(Data extracted from a collection)

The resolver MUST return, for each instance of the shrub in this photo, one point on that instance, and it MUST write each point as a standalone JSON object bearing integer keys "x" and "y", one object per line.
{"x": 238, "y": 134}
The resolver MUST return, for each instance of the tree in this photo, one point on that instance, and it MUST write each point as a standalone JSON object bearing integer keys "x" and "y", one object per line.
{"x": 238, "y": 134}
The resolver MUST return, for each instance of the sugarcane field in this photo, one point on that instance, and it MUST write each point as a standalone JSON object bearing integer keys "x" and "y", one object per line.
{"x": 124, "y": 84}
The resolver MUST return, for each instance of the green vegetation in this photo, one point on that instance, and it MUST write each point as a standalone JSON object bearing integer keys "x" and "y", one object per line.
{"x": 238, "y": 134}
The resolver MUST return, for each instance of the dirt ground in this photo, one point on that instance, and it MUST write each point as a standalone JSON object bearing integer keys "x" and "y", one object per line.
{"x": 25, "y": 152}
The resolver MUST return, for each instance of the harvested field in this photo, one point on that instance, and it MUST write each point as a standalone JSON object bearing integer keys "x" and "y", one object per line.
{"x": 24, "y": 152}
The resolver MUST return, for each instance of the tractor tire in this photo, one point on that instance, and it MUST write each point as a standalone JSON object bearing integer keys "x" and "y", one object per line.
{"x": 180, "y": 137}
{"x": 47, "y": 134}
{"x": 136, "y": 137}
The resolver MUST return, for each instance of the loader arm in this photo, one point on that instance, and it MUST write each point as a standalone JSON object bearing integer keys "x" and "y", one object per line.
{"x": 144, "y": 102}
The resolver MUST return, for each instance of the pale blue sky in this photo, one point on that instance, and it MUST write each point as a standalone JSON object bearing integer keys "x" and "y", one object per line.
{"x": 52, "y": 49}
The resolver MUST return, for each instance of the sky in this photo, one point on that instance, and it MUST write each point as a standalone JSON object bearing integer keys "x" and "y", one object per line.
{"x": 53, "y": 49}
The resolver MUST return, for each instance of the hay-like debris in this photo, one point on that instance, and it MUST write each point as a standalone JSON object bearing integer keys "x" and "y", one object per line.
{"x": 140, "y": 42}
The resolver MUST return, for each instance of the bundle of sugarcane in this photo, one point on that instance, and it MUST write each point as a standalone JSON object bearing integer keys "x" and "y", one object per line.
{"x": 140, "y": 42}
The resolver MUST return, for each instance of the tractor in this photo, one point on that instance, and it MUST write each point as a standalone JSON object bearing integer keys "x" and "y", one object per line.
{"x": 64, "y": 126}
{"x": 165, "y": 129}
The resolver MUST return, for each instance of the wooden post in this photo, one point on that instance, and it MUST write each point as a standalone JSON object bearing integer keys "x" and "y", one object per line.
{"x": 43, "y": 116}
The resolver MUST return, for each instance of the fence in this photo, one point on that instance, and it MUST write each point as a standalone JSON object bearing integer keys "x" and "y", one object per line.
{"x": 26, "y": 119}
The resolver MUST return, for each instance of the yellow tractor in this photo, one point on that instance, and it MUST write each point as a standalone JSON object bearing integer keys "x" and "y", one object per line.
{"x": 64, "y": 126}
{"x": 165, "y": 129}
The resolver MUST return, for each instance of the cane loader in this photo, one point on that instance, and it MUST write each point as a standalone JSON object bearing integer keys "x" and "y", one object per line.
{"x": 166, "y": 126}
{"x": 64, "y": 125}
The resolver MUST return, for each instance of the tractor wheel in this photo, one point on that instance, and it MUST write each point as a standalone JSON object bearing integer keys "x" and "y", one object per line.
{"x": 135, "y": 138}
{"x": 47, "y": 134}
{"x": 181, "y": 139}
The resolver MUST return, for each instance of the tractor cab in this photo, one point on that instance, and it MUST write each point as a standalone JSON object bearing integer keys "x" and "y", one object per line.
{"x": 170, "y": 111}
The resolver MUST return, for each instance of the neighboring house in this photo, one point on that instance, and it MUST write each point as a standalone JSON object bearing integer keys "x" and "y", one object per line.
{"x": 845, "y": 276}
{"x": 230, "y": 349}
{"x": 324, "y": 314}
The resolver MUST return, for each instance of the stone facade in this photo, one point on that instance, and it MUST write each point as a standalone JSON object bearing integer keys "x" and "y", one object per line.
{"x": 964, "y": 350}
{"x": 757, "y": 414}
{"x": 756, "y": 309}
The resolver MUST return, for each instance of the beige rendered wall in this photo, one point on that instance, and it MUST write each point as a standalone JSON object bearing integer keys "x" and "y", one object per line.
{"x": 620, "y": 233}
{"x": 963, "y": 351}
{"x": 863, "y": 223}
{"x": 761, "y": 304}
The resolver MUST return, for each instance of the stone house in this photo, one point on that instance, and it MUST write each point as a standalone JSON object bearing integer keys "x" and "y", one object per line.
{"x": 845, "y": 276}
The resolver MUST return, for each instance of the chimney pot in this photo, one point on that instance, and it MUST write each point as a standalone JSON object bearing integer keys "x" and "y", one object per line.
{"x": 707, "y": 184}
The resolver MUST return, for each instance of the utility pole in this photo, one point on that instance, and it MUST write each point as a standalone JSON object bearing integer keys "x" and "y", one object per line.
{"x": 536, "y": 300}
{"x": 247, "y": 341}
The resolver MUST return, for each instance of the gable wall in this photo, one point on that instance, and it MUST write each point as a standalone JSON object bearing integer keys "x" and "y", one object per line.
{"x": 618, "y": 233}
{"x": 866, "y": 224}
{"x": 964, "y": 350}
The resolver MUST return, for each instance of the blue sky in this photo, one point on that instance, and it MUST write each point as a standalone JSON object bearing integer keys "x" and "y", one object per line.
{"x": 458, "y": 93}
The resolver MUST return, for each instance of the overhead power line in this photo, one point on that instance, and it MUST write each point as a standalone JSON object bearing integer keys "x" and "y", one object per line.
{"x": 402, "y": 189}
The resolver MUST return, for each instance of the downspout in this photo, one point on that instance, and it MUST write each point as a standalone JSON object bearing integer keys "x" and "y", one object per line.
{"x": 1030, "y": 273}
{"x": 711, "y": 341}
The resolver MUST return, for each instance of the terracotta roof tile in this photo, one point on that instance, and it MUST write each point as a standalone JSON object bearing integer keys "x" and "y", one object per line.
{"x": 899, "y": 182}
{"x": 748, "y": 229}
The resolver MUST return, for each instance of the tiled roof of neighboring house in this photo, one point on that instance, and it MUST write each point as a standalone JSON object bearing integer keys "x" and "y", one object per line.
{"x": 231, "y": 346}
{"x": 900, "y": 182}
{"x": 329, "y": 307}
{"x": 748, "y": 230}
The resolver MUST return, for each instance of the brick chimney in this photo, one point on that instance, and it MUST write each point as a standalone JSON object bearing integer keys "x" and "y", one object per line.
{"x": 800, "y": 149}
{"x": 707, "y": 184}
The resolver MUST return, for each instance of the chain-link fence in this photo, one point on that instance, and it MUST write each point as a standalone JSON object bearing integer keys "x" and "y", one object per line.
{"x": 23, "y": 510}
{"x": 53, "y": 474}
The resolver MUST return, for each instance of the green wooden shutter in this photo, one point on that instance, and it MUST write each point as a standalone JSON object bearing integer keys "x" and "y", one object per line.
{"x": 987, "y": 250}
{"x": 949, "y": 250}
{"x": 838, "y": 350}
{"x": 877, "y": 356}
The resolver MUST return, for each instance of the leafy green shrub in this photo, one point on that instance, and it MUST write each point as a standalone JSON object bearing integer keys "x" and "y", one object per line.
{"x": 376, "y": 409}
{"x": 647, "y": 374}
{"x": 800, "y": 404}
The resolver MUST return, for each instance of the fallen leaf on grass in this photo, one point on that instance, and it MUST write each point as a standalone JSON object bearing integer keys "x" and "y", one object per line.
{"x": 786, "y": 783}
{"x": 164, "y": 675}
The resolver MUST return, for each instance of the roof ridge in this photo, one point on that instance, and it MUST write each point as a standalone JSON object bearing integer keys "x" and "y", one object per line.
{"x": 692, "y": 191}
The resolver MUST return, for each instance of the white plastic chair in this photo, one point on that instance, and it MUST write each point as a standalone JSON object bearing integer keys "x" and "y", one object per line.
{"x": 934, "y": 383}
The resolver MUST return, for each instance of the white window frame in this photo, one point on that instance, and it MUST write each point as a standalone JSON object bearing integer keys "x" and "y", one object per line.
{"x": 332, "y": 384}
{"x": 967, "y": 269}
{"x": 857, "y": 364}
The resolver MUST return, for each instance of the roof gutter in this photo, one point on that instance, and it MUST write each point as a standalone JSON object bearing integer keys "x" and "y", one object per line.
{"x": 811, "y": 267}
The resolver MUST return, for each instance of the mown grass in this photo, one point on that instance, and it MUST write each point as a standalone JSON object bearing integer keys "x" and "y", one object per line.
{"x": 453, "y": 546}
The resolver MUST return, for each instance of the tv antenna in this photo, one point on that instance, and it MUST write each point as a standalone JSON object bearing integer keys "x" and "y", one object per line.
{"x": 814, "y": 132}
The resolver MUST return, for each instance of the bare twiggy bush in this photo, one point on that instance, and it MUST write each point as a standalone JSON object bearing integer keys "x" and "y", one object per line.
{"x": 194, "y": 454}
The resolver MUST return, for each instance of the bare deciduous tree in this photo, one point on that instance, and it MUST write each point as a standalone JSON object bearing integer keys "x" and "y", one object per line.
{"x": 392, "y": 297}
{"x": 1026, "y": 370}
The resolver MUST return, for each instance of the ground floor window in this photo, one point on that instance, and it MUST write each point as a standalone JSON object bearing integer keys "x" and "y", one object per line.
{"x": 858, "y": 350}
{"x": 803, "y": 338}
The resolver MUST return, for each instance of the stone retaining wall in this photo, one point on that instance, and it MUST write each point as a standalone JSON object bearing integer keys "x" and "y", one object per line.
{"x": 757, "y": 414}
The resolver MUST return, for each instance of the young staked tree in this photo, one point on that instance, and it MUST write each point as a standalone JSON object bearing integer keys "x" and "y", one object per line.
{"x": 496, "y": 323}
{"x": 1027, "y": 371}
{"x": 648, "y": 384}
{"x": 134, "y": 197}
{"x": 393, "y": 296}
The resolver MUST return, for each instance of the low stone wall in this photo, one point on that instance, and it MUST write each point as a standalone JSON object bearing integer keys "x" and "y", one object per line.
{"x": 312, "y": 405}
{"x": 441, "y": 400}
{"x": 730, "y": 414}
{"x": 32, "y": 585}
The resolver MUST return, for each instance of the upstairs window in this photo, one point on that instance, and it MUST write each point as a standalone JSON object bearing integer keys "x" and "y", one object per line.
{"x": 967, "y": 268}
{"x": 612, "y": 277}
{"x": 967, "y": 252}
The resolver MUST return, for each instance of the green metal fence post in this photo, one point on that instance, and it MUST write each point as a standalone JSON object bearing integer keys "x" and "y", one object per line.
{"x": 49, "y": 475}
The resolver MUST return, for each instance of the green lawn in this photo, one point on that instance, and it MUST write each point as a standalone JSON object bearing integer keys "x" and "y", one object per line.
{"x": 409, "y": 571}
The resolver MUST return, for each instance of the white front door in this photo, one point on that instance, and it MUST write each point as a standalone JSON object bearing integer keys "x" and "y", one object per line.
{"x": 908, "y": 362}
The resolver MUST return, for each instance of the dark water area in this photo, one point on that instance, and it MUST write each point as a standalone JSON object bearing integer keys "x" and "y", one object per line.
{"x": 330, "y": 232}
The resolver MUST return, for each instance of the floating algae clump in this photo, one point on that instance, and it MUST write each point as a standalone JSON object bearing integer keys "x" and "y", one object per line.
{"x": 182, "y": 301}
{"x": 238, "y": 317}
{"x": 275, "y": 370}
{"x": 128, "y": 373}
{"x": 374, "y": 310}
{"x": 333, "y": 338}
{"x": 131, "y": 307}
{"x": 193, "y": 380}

● Work required:
Give back, exactly as written, the lines from the one with "The resolver MUST return, for each instance of the dark" to the last line.

● The solution:
The resolver MUST return, for each instance of the dark water area in this photo, one point on that instance, and it MUST write each point as a standalone JSON object bearing integer keys "x" and "y", one object per line.
{"x": 330, "y": 232}
The resolver MUST return, for each instance of the floating algae clump in this photo, one point on that instance, and it MUST write each point as a standalone JSON object bearing integer keys "x" and "y", one object per line.
{"x": 182, "y": 301}
{"x": 238, "y": 317}
{"x": 275, "y": 370}
{"x": 128, "y": 373}
{"x": 374, "y": 310}
{"x": 333, "y": 338}
{"x": 131, "y": 307}
{"x": 193, "y": 380}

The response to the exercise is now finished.